[Entries from an annotation dataset]
--------
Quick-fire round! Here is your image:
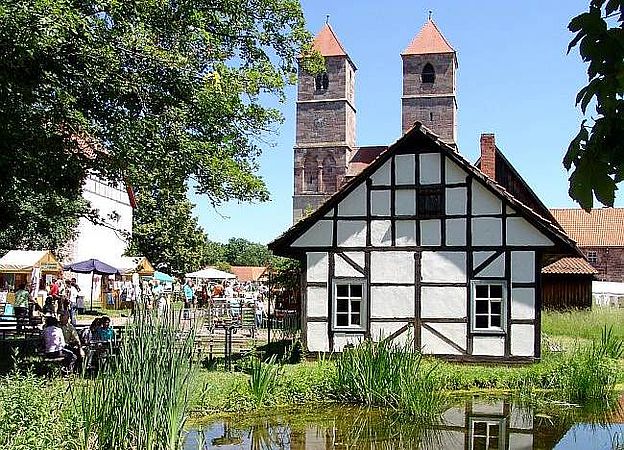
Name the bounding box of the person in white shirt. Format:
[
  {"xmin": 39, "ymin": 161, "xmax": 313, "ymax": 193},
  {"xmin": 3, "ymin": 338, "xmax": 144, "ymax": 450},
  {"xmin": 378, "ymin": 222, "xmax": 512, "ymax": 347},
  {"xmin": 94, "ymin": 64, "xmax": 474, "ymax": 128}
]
[{"xmin": 43, "ymin": 317, "xmax": 76, "ymax": 373}]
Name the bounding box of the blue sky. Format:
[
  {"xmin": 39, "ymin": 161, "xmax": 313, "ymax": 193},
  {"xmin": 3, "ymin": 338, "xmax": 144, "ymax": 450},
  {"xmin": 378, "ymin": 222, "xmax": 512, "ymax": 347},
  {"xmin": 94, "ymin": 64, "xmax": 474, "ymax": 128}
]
[{"xmin": 192, "ymin": 0, "xmax": 608, "ymax": 243}]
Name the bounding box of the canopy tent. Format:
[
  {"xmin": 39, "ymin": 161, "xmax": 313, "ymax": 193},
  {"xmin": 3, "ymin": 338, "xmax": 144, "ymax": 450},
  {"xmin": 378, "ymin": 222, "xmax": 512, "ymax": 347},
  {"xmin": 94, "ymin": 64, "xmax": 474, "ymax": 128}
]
[
  {"xmin": 64, "ymin": 259, "xmax": 119, "ymax": 311},
  {"xmin": 0, "ymin": 250, "xmax": 63, "ymax": 274},
  {"xmin": 154, "ymin": 271, "xmax": 175, "ymax": 283},
  {"xmin": 186, "ymin": 267, "xmax": 236, "ymax": 280},
  {"xmin": 109, "ymin": 256, "xmax": 154, "ymax": 277}
]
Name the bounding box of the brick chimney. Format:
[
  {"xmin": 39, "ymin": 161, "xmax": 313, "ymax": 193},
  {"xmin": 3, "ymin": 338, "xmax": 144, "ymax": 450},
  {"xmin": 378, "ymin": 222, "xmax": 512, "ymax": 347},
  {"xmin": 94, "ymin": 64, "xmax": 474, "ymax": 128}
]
[{"xmin": 481, "ymin": 133, "xmax": 496, "ymax": 180}]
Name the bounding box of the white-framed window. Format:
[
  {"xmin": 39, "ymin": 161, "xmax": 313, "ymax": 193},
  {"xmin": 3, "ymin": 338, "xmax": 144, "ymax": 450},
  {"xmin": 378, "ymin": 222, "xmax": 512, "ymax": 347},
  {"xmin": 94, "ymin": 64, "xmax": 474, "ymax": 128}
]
[
  {"xmin": 333, "ymin": 280, "xmax": 366, "ymax": 330},
  {"xmin": 469, "ymin": 417, "xmax": 507, "ymax": 450},
  {"xmin": 471, "ymin": 280, "xmax": 507, "ymax": 332}
]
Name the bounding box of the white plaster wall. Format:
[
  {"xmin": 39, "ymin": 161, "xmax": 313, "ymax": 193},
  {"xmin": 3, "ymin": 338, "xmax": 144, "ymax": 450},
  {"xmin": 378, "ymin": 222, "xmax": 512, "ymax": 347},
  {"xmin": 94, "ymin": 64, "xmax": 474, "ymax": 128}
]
[
  {"xmin": 472, "ymin": 336, "xmax": 505, "ymax": 356},
  {"xmin": 334, "ymin": 333, "xmax": 364, "ymax": 352},
  {"xmin": 475, "ymin": 253, "xmax": 505, "ymax": 278},
  {"xmin": 472, "ymin": 182, "xmax": 503, "ymax": 216},
  {"xmin": 446, "ymin": 219, "xmax": 466, "ymax": 246},
  {"xmin": 306, "ymin": 252, "xmax": 328, "ymax": 282},
  {"xmin": 445, "ymin": 187, "xmax": 467, "ymax": 215},
  {"xmin": 370, "ymin": 286, "xmax": 414, "ymax": 318},
  {"xmin": 394, "ymin": 155, "xmax": 416, "ymax": 184},
  {"xmin": 420, "ymin": 327, "xmax": 461, "ymax": 355},
  {"xmin": 307, "ymin": 322, "xmax": 329, "ymax": 352},
  {"xmin": 429, "ymin": 323, "xmax": 468, "ymax": 350},
  {"xmin": 507, "ymin": 217, "xmax": 554, "ymax": 246},
  {"xmin": 420, "ymin": 286, "xmax": 467, "ymax": 319},
  {"xmin": 444, "ymin": 158, "xmax": 466, "ymax": 184},
  {"xmin": 338, "ymin": 183, "xmax": 366, "ymax": 216},
  {"xmin": 371, "ymin": 191, "xmax": 390, "ymax": 216},
  {"xmin": 370, "ymin": 322, "xmax": 414, "ymax": 344},
  {"xmin": 292, "ymin": 220, "xmax": 333, "ymax": 247},
  {"xmin": 306, "ymin": 286, "xmax": 327, "ymax": 317},
  {"xmin": 370, "ymin": 251, "xmax": 414, "ymax": 283},
  {"xmin": 394, "ymin": 220, "xmax": 417, "ymax": 247},
  {"xmin": 511, "ymin": 252, "xmax": 535, "ymax": 283},
  {"xmin": 472, "ymin": 217, "xmax": 503, "ymax": 246},
  {"xmin": 371, "ymin": 220, "xmax": 392, "ymax": 247},
  {"xmin": 345, "ymin": 252, "xmax": 366, "ymax": 269},
  {"xmin": 370, "ymin": 159, "xmax": 392, "ymax": 186},
  {"xmin": 420, "ymin": 252, "xmax": 466, "ymax": 283},
  {"xmin": 337, "ymin": 220, "xmax": 366, "ymax": 247},
  {"xmin": 334, "ymin": 255, "xmax": 364, "ymax": 278},
  {"xmin": 394, "ymin": 189, "xmax": 416, "ymax": 216},
  {"xmin": 511, "ymin": 324, "xmax": 535, "ymax": 356},
  {"xmin": 419, "ymin": 153, "xmax": 441, "ymax": 184},
  {"xmin": 420, "ymin": 219, "xmax": 442, "ymax": 245},
  {"xmin": 511, "ymin": 288, "xmax": 535, "ymax": 319}
]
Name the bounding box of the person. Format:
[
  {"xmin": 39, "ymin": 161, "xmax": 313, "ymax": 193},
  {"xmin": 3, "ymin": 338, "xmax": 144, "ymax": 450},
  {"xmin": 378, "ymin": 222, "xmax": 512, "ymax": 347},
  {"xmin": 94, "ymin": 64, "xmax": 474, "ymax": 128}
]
[
  {"xmin": 13, "ymin": 283, "xmax": 30, "ymax": 330},
  {"xmin": 59, "ymin": 311, "xmax": 84, "ymax": 361},
  {"xmin": 43, "ymin": 316, "xmax": 76, "ymax": 373},
  {"xmin": 96, "ymin": 316, "xmax": 115, "ymax": 342},
  {"xmin": 68, "ymin": 278, "xmax": 80, "ymax": 326}
]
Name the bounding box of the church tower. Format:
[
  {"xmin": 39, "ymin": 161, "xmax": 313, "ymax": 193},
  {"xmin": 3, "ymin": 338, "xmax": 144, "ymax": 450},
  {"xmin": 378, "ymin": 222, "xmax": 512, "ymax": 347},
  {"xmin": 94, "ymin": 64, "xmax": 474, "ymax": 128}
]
[
  {"xmin": 401, "ymin": 17, "xmax": 457, "ymax": 145},
  {"xmin": 293, "ymin": 23, "xmax": 356, "ymax": 222}
]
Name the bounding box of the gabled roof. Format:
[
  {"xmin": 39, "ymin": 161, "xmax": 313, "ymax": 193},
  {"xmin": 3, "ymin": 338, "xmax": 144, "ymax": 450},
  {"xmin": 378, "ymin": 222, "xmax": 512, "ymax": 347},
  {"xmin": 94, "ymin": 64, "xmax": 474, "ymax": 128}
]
[
  {"xmin": 402, "ymin": 18, "xmax": 455, "ymax": 55},
  {"xmin": 550, "ymin": 208, "xmax": 624, "ymax": 247},
  {"xmin": 268, "ymin": 122, "xmax": 583, "ymax": 256},
  {"xmin": 312, "ymin": 23, "xmax": 348, "ymax": 56},
  {"xmin": 542, "ymin": 256, "xmax": 598, "ymax": 275}
]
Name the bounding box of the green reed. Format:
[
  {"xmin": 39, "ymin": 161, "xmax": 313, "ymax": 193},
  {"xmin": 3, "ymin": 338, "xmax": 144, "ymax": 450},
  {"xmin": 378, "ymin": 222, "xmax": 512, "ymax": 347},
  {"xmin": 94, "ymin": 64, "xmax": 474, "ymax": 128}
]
[
  {"xmin": 74, "ymin": 312, "xmax": 195, "ymax": 450},
  {"xmin": 336, "ymin": 339, "xmax": 447, "ymax": 419}
]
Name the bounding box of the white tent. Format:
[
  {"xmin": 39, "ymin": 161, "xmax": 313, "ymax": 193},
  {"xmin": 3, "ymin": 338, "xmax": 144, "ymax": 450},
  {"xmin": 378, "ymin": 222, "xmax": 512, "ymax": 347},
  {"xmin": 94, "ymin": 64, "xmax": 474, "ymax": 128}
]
[{"xmin": 186, "ymin": 267, "xmax": 236, "ymax": 280}]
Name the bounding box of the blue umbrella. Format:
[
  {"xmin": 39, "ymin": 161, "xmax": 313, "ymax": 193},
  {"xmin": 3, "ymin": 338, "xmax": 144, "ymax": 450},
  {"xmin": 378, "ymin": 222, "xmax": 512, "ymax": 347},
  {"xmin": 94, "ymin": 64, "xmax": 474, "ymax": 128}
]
[
  {"xmin": 63, "ymin": 259, "xmax": 119, "ymax": 311},
  {"xmin": 154, "ymin": 271, "xmax": 175, "ymax": 283}
]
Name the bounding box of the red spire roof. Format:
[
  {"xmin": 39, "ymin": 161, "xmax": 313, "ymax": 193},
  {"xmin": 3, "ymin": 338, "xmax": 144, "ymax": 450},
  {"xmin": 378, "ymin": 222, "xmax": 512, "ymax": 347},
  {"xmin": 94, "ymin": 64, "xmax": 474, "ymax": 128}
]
[
  {"xmin": 312, "ymin": 23, "xmax": 348, "ymax": 56},
  {"xmin": 403, "ymin": 18, "xmax": 455, "ymax": 55}
]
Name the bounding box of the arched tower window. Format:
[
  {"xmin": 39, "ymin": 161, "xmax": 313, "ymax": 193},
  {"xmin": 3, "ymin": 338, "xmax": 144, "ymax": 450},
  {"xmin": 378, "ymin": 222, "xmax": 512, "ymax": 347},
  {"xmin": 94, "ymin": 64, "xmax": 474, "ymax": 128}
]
[
  {"xmin": 314, "ymin": 72, "xmax": 329, "ymax": 91},
  {"xmin": 421, "ymin": 63, "xmax": 435, "ymax": 84},
  {"xmin": 303, "ymin": 155, "xmax": 318, "ymax": 192},
  {"xmin": 323, "ymin": 155, "xmax": 338, "ymax": 194}
]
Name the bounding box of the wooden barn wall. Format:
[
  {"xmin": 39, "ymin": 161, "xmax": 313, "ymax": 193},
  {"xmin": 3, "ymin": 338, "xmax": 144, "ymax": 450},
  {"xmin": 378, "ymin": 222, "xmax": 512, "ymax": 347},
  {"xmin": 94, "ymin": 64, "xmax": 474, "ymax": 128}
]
[{"xmin": 542, "ymin": 274, "xmax": 592, "ymax": 310}]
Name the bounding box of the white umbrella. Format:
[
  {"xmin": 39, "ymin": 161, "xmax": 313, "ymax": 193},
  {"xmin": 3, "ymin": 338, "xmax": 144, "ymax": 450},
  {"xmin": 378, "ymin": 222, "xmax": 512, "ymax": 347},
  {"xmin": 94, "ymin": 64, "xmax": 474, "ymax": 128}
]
[{"xmin": 186, "ymin": 267, "xmax": 236, "ymax": 280}]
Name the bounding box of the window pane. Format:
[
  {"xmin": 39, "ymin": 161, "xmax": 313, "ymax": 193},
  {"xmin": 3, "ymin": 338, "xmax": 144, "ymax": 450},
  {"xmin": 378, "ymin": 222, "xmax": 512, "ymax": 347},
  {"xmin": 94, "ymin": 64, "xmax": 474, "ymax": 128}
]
[
  {"xmin": 475, "ymin": 284, "xmax": 488, "ymax": 298},
  {"xmin": 475, "ymin": 300, "xmax": 488, "ymax": 314},
  {"xmin": 475, "ymin": 316, "xmax": 489, "ymax": 328}
]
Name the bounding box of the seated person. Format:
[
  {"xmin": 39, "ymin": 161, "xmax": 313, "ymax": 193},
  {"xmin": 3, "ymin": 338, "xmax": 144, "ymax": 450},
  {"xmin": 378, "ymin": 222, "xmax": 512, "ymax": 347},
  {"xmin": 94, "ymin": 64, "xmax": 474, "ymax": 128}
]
[
  {"xmin": 43, "ymin": 317, "xmax": 76, "ymax": 373},
  {"xmin": 96, "ymin": 316, "xmax": 115, "ymax": 342},
  {"xmin": 60, "ymin": 311, "xmax": 84, "ymax": 359}
]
--------
:: Problem description ::
Reproduce exactly the lines from the one containing "Name the bounding box of the white umbrella." through the last line of the records above, including both, and nothing else.

:: Written response ::
Name the bounding box of the white umbrella. Format:
[
  {"xmin": 39, "ymin": 161, "xmax": 313, "ymax": 193},
  {"xmin": 3, "ymin": 338, "xmax": 144, "ymax": 450},
  {"xmin": 378, "ymin": 222, "xmax": 512, "ymax": 347},
  {"xmin": 94, "ymin": 64, "xmax": 474, "ymax": 128}
]
[{"xmin": 186, "ymin": 267, "xmax": 236, "ymax": 280}]
Name the bounding box of the window pane. Format:
[
  {"xmin": 39, "ymin": 161, "xmax": 313, "ymax": 193},
  {"xmin": 3, "ymin": 338, "xmax": 144, "ymax": 450},
  {"xmin": 378, "ymin": 222, "xmax": 512, "ymax": 347},
  {"xmin": 94, "ymin": 64, "xmax": 474, "ymax": 128}
]
[
  {"xmin": 475, "ymin": 284, "xmax": 488, "ymax": 298},
  {"xmin": 475, "ymin": 300, "xmax": 488, "ymax": 314},
  {"xmin": 475, "ymin": 316, "xmax": 489, "ymax": 328}
]
Name the bounding box of the seated person. Format:
[
  {"xmin": 39, "ymin": 161, "xmax": 313, "ymax": 193},
  {"xmin": 3, "ymin": 338, "xmax": 144, "ymax": 450},
  {"xmin": 378, "ymin": 222, "xmax": 512, "ymax": 347},
  {"xmin": 94, "ymin": 64, "xmax": 474, "ymax": 128}
]
[
  {"xmin": 43, "ymin": 317, "xmax": 76, "ymax": 373},
  {"xmin": 96, "ymin": 316, "xmax": 115, "ymax": 342},
  {"xmin": 60, "ymin": 311, "xmax": 84, "ymax": 359}
]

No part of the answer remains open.